▶ **AIM**
Locate every line of the records that contains the word "wristwatch" and copy each one.

▶ **THE INPUT**

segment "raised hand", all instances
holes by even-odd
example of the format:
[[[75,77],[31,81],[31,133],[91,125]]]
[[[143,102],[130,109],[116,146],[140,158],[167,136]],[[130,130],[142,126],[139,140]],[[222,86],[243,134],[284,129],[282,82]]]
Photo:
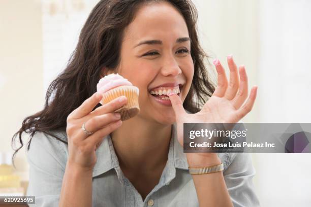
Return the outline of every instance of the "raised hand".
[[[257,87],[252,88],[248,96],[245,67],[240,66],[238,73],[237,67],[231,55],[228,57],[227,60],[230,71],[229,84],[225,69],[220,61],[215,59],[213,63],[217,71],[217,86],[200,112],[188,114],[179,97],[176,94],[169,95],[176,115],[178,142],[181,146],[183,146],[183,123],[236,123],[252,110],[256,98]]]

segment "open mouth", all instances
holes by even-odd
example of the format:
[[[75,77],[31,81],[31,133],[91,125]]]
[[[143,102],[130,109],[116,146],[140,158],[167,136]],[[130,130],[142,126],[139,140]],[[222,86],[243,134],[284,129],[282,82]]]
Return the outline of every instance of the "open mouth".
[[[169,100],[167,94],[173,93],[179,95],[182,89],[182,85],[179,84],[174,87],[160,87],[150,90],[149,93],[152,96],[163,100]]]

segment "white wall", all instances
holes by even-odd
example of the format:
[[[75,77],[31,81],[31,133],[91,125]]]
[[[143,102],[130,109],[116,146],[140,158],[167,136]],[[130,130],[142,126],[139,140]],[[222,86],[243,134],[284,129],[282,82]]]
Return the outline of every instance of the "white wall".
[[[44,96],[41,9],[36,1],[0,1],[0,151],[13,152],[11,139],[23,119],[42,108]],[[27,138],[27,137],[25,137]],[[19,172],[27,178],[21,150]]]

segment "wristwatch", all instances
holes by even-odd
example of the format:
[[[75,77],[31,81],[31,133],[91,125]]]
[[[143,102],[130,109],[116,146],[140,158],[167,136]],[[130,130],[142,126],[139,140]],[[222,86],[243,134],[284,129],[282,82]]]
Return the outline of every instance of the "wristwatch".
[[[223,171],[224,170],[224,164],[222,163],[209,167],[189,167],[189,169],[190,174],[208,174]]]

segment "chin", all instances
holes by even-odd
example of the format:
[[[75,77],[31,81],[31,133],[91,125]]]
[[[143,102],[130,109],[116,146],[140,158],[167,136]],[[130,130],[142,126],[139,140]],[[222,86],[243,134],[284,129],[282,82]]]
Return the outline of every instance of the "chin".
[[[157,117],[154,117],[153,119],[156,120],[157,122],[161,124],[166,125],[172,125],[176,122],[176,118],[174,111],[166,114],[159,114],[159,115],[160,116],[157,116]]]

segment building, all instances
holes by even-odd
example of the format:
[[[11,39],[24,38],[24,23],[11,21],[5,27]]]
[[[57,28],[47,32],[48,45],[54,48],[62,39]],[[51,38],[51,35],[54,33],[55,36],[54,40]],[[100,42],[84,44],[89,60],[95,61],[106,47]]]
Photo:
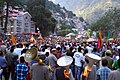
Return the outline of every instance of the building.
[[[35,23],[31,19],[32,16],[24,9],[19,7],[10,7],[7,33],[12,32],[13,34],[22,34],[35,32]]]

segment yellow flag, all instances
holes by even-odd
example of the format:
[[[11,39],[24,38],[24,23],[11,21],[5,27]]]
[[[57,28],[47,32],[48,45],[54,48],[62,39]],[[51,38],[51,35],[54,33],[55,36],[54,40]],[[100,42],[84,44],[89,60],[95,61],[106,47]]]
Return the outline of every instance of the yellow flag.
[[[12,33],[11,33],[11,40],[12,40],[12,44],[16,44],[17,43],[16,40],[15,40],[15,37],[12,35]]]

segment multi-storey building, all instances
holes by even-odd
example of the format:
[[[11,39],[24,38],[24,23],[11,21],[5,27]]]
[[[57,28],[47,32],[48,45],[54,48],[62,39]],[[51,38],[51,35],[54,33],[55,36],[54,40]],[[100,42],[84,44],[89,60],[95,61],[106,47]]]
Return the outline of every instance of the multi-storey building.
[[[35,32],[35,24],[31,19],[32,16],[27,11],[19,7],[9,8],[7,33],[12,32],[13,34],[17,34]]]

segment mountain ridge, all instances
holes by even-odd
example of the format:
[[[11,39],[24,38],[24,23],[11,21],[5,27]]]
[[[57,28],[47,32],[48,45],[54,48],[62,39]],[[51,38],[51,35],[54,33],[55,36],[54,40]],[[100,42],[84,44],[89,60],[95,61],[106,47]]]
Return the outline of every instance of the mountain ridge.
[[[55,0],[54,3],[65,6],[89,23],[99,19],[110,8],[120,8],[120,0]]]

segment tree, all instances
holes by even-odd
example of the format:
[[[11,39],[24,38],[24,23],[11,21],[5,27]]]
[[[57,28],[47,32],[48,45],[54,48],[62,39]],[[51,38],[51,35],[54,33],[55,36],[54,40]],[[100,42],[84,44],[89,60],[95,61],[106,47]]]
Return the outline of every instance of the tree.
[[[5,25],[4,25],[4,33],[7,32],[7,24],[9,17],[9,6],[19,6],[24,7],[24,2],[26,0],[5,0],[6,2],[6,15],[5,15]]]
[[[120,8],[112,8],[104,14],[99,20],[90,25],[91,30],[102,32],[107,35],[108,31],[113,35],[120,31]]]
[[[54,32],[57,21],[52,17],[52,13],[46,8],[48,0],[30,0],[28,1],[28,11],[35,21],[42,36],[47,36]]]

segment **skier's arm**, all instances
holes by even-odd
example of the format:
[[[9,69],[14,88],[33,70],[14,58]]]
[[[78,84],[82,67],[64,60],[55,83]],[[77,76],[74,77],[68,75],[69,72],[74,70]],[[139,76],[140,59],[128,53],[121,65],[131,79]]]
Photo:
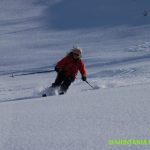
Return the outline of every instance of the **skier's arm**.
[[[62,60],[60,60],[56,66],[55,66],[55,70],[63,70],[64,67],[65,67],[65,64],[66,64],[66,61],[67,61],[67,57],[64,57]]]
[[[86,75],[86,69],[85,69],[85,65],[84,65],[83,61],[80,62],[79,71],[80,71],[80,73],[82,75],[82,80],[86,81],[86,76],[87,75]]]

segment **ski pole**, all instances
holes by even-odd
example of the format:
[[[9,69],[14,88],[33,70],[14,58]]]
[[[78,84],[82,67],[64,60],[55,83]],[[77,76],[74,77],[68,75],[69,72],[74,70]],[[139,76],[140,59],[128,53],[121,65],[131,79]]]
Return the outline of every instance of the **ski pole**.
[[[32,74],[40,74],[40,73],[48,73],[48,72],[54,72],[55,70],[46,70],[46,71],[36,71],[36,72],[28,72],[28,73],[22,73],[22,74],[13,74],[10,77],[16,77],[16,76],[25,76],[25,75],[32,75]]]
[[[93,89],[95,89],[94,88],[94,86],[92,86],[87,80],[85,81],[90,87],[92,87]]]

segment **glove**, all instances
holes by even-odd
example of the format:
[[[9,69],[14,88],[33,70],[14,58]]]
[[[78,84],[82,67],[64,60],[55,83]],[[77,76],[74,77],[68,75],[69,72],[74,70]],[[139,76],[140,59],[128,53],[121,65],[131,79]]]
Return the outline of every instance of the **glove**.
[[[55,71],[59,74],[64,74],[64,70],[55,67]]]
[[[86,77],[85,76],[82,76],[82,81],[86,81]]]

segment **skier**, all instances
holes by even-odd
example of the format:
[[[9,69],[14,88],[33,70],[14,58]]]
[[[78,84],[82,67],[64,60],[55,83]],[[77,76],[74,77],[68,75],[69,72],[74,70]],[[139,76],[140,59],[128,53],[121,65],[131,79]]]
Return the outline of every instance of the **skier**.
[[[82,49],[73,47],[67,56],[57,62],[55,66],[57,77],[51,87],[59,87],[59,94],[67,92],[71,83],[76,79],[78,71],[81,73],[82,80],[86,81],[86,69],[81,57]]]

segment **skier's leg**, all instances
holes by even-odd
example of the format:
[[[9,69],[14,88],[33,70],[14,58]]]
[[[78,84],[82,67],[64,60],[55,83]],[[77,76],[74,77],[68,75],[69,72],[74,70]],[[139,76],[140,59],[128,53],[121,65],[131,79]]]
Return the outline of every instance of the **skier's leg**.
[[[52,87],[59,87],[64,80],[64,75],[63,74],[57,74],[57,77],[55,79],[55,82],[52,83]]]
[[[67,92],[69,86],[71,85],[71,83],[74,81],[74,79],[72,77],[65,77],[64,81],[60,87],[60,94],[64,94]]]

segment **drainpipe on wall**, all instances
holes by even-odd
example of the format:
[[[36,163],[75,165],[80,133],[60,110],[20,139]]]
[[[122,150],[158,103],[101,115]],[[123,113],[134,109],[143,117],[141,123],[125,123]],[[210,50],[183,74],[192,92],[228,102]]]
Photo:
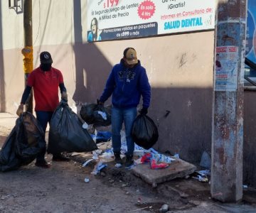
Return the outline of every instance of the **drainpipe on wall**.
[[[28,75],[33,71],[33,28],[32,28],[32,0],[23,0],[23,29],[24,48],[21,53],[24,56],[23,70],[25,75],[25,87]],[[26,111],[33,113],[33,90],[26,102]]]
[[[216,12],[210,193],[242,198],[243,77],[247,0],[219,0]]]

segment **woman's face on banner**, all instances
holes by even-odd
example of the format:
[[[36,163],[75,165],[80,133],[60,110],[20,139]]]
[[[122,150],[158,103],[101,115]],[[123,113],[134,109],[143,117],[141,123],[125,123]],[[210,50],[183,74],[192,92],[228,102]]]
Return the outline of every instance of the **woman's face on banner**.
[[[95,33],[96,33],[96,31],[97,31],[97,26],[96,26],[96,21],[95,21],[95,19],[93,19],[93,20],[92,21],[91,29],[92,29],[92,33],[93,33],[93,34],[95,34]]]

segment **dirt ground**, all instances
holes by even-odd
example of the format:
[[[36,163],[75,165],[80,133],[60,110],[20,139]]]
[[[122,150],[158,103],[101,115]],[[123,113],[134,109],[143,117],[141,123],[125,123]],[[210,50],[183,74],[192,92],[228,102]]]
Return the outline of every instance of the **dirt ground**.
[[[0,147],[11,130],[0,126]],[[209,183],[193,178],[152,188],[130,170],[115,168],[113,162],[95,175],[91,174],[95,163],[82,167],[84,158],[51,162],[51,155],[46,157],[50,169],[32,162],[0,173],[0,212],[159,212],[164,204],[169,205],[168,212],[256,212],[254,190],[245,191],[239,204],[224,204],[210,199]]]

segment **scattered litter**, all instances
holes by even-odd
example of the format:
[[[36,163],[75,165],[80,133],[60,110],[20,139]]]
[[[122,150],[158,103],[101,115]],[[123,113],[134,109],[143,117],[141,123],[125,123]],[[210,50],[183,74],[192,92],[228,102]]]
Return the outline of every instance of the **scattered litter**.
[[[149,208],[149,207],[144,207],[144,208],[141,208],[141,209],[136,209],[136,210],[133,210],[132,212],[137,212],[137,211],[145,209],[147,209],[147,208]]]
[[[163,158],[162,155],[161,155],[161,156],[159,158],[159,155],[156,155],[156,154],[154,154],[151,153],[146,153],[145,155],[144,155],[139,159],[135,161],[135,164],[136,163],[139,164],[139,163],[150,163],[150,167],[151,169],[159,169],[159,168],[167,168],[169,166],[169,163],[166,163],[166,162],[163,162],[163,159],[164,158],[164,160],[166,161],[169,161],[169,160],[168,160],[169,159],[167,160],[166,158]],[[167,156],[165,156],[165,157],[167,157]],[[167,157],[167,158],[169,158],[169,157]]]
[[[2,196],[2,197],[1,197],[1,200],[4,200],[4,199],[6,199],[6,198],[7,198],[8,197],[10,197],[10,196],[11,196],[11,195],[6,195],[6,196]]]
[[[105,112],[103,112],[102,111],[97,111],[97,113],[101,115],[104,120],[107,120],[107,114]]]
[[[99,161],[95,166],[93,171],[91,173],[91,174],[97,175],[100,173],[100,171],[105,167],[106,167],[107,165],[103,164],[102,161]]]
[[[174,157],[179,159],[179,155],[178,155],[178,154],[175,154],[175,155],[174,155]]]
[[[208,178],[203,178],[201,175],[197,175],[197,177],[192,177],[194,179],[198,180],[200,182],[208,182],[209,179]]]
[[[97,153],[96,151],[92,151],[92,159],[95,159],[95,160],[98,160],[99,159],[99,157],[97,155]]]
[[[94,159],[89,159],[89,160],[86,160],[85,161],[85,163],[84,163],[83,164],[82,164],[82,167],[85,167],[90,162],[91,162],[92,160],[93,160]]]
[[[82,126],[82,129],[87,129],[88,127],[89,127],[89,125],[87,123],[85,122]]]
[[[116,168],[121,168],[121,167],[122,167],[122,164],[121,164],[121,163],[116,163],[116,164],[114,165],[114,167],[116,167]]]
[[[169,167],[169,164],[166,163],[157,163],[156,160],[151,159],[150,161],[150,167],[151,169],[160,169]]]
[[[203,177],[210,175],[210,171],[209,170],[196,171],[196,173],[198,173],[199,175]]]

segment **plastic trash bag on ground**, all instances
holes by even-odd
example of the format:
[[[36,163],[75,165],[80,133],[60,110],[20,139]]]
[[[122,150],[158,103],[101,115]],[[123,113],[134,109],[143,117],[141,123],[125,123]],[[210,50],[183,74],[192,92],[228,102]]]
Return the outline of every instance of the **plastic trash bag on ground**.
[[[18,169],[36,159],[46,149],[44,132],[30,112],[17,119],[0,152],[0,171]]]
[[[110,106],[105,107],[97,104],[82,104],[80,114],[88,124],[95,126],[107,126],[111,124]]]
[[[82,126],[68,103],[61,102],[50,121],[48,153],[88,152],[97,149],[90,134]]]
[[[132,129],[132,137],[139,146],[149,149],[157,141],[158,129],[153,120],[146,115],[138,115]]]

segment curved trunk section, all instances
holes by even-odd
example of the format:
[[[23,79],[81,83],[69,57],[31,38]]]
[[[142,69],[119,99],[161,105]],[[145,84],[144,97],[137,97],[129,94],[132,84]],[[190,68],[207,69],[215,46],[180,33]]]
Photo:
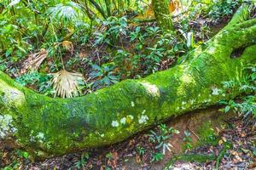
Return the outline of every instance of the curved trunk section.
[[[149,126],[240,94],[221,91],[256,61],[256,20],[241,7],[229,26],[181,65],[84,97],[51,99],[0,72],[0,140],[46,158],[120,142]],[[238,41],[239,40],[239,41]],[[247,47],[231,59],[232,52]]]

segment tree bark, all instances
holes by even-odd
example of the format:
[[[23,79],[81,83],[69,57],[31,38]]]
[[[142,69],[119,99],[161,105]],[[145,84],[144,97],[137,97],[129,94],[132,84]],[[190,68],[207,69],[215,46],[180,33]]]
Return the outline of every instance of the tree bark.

▶ **SOLUTION**
segment "wristwatch", all instances
Return the outline of every instance of the "wristwatch".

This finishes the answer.